Data to use:
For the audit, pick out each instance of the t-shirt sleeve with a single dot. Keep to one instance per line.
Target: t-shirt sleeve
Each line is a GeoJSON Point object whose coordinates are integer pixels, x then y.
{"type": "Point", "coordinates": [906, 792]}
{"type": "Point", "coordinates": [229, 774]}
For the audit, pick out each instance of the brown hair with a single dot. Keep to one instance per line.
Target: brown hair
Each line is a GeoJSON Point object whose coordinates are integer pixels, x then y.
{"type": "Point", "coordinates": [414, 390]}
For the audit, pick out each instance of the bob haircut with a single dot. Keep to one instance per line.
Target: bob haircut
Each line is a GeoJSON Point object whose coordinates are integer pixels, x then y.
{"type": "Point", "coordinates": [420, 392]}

Exercise: Your answer should consist only of the lines from the one with "For the audit, pick out each instance of the bob" through the last line of the entries above, retyped exactly.

Response box:
For the audit, pick out each instance of the bob haircut with a single dot. Keep to one instance per line.
Target: bob haircut
Each line is a GeoJSON Point object whose coordinates are integer pixels, x then y.
{"type": "Point", "coordinates": [420, 392]}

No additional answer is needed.